Task to complete -
From the records that follow, copy every line in which "shelf" appears.

Input for this task -
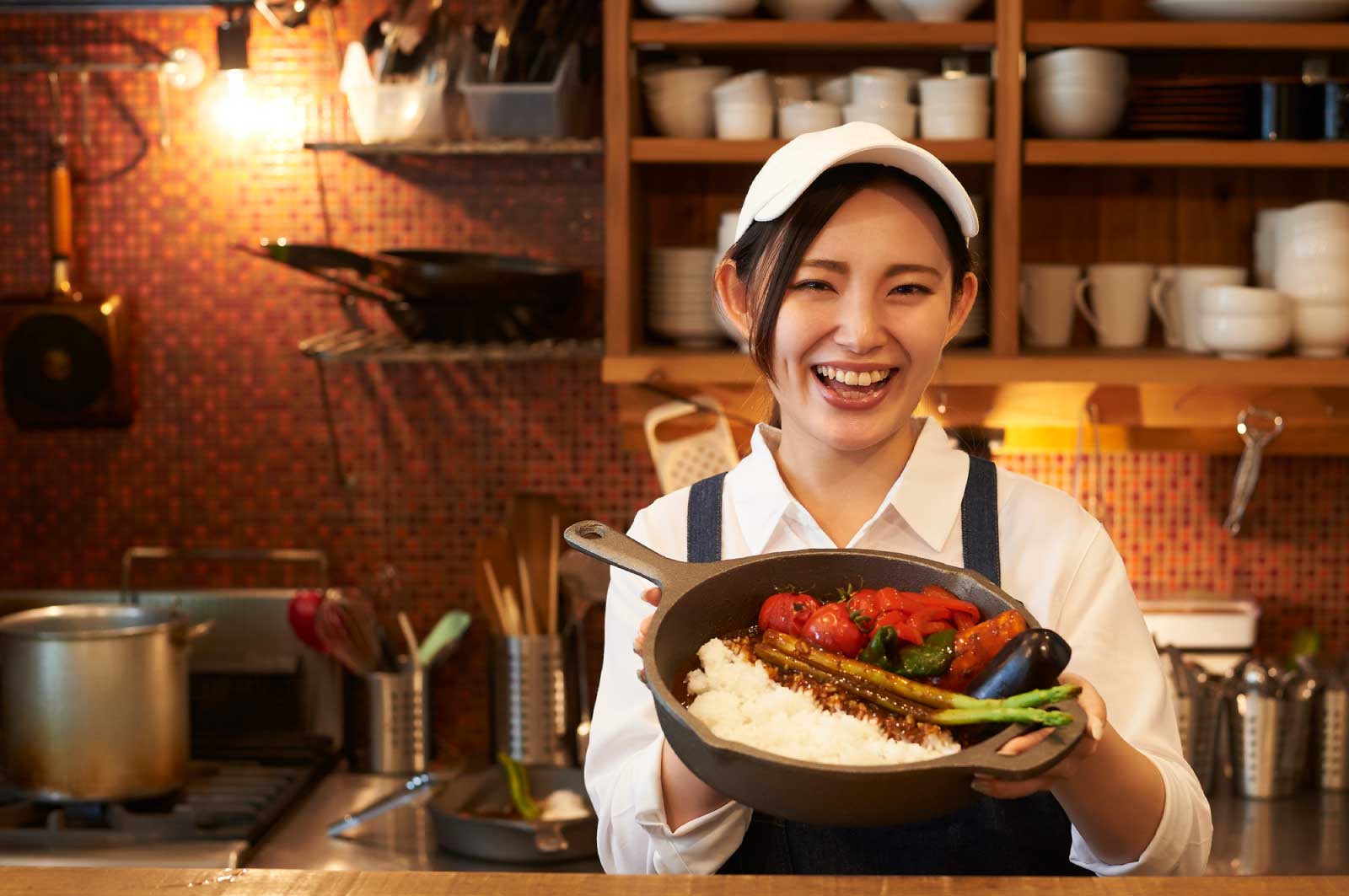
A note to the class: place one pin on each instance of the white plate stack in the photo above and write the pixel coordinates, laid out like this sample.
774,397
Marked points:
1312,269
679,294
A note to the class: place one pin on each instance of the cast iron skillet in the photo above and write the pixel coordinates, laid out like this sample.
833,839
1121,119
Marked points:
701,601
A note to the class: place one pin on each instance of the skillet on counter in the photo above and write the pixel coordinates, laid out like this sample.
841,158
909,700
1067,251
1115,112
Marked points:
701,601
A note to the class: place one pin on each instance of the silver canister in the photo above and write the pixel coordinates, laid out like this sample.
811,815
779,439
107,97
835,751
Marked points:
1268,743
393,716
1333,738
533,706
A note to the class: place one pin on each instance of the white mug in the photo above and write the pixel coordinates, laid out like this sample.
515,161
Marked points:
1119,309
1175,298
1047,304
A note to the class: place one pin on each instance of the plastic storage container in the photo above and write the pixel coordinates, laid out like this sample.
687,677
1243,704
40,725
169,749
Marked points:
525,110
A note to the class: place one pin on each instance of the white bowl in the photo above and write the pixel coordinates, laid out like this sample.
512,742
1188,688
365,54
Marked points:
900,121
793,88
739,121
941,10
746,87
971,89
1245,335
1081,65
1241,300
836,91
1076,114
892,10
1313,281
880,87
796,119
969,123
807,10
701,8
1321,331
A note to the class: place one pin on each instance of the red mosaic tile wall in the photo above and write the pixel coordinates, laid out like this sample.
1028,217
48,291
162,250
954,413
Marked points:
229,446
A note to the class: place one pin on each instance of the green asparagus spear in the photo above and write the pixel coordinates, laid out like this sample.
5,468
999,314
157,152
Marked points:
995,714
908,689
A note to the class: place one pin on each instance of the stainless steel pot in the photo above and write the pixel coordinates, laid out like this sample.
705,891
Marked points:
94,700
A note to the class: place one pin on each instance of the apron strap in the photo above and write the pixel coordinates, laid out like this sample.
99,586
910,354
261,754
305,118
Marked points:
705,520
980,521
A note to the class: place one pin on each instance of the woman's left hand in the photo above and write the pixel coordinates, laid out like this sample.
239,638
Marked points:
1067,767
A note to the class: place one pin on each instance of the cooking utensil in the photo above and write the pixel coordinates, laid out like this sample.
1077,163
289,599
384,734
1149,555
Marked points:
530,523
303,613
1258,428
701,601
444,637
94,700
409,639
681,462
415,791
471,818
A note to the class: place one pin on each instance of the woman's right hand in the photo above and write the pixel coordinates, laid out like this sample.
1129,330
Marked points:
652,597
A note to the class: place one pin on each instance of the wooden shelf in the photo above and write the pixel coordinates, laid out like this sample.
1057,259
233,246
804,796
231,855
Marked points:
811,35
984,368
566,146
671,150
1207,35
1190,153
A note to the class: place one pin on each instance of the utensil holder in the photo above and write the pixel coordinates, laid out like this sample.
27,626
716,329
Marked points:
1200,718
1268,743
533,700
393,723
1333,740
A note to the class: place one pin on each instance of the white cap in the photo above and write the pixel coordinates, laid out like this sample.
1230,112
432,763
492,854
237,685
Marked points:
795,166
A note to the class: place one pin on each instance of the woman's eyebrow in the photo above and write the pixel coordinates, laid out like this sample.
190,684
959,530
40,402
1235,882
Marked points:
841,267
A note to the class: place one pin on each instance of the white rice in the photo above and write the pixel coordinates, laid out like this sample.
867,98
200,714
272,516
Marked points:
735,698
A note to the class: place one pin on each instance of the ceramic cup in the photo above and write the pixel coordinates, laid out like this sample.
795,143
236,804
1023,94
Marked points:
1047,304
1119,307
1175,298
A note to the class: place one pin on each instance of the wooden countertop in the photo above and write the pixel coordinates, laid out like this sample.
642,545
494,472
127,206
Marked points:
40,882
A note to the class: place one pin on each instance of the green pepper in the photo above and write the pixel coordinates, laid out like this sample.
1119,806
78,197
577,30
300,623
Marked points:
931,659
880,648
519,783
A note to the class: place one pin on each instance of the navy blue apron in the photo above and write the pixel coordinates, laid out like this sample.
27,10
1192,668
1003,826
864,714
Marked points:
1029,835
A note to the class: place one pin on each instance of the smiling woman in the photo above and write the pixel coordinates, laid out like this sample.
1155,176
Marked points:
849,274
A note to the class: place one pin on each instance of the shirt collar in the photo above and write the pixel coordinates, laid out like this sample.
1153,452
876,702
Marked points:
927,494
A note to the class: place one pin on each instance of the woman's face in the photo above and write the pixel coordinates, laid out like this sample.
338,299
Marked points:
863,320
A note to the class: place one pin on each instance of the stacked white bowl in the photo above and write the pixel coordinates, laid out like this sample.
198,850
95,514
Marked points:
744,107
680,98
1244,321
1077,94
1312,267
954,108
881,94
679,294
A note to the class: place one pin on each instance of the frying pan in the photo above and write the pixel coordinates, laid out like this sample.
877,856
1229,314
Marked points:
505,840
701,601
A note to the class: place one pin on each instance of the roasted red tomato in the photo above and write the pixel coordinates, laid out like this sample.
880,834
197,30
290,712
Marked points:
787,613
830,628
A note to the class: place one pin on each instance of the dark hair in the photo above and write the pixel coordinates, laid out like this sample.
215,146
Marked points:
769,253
--
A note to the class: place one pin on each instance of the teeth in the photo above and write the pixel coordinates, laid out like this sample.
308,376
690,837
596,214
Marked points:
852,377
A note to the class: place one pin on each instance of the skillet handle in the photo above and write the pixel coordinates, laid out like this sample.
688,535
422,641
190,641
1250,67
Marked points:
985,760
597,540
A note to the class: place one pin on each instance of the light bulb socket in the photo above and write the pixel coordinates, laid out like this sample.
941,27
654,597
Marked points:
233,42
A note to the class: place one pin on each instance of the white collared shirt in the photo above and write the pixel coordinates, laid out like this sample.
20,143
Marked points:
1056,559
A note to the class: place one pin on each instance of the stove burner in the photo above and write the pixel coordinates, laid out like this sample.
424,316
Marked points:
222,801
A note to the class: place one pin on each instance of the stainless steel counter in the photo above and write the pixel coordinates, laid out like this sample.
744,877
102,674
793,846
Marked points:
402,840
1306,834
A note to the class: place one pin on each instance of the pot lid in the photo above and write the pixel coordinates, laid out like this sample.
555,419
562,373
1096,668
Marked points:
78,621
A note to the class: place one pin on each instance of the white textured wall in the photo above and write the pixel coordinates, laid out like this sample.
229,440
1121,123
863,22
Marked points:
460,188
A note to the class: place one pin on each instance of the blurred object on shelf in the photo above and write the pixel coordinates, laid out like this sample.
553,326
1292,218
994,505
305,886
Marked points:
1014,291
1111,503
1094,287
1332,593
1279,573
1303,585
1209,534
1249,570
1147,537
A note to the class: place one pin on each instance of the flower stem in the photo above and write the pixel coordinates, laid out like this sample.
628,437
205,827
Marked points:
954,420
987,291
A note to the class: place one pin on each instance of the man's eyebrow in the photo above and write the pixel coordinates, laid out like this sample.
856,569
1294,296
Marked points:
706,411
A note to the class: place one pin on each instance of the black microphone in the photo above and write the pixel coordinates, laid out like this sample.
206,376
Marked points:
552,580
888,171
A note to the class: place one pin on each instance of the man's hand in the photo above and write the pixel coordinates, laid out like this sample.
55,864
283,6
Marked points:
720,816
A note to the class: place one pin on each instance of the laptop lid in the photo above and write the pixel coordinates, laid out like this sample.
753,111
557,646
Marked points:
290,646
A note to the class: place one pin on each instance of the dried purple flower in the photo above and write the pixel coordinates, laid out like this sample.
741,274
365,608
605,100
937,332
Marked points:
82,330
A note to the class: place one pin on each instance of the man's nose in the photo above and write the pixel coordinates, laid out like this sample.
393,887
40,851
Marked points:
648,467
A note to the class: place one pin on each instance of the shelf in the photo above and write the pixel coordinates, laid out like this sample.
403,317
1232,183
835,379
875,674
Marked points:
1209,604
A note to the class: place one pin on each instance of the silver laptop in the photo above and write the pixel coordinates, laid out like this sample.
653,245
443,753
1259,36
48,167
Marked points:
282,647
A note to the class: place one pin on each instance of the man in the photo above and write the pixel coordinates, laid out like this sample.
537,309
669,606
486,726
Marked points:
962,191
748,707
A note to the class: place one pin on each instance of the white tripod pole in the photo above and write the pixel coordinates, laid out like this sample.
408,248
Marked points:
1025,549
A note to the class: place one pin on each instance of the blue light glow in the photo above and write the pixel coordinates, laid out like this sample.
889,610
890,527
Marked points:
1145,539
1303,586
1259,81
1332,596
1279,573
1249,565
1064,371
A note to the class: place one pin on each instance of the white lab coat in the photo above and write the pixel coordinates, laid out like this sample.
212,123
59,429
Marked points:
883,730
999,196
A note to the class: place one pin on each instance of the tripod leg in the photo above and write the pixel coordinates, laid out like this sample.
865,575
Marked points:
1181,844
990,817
--
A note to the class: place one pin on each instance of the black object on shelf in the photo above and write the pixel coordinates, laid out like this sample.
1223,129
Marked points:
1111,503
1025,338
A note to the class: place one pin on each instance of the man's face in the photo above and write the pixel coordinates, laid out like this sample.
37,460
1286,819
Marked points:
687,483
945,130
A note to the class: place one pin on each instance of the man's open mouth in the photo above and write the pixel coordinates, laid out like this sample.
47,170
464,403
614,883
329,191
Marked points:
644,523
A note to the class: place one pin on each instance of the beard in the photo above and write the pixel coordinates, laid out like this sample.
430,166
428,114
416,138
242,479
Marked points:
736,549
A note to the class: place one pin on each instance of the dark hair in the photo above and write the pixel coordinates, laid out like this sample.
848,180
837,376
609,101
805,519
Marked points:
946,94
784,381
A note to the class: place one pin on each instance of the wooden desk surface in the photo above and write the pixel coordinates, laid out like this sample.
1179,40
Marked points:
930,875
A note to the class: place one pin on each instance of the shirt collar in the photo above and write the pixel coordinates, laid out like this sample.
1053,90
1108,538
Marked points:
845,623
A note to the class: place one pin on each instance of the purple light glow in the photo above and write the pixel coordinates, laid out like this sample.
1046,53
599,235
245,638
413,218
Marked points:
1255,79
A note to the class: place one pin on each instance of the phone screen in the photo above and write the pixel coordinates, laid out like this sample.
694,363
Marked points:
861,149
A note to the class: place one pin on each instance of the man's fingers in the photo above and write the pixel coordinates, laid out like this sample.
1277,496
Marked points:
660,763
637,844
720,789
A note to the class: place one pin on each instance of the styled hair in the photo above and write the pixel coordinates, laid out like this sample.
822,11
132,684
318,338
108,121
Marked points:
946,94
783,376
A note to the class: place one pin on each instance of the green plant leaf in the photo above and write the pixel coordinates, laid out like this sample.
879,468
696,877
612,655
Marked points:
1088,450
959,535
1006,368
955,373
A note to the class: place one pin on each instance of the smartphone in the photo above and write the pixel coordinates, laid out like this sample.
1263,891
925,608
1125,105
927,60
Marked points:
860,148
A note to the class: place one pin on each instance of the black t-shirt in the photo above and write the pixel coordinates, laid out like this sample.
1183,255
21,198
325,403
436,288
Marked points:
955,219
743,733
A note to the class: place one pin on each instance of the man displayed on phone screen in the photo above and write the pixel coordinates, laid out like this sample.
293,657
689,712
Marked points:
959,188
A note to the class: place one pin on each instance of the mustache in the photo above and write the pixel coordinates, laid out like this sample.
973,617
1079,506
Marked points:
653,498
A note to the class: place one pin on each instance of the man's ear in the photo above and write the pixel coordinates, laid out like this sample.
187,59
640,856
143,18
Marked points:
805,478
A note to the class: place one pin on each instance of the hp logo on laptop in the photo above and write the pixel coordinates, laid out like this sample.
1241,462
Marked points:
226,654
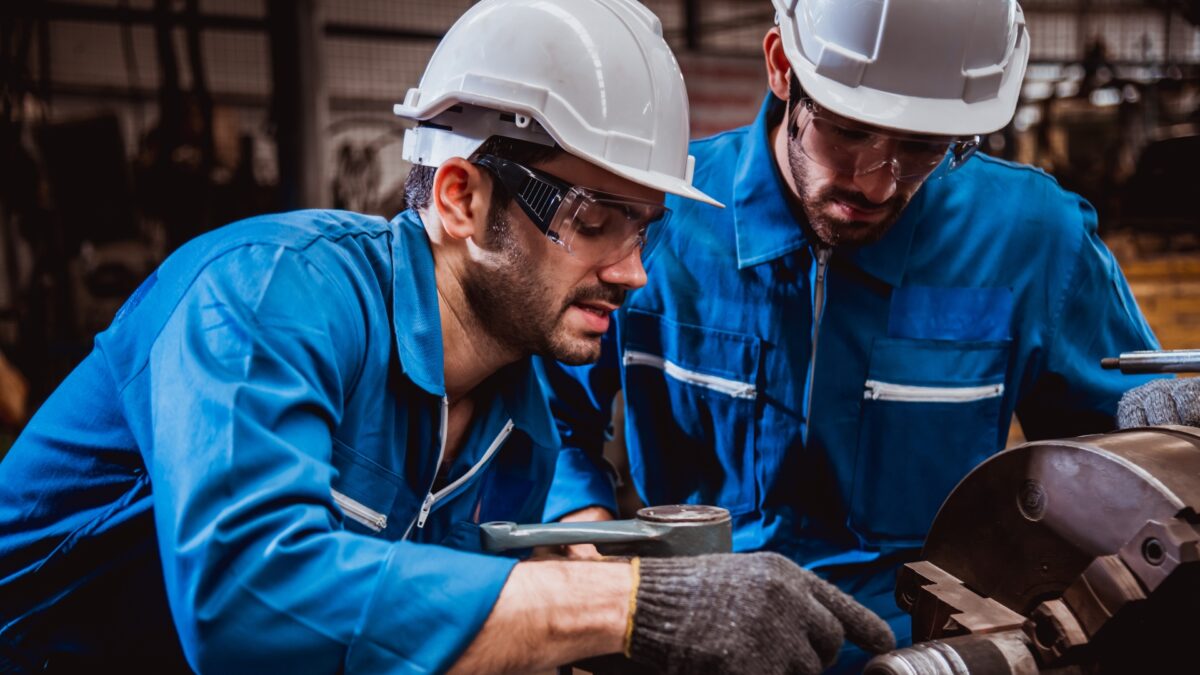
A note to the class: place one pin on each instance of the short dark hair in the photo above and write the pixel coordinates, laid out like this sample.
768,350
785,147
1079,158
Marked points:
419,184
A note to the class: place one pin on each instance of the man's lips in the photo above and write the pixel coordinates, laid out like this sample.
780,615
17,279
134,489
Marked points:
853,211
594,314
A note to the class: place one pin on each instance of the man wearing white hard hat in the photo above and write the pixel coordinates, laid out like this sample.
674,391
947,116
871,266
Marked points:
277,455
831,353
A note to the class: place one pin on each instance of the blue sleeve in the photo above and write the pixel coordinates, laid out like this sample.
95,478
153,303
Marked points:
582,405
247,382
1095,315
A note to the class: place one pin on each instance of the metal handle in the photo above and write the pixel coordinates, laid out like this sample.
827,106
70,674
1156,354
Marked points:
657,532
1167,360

Response area -
A note to the class: place one pin on each instance of the wooden shelf in the photo above and write the pixel coordinates, laid out like this sample.
A note to the class: place one pin on each instance of the blurred object on shelf in the photo above and write the pixel coordinates, laid out like this sample.
A note to the class: place one pin on each instance of the shelf in the photo above and write the pixel coordinates, laid out like this sample.
A note to the class: place one pin on each instance of the black object on shelf in the photo above and write the pixel coordinates, laid out like this sample.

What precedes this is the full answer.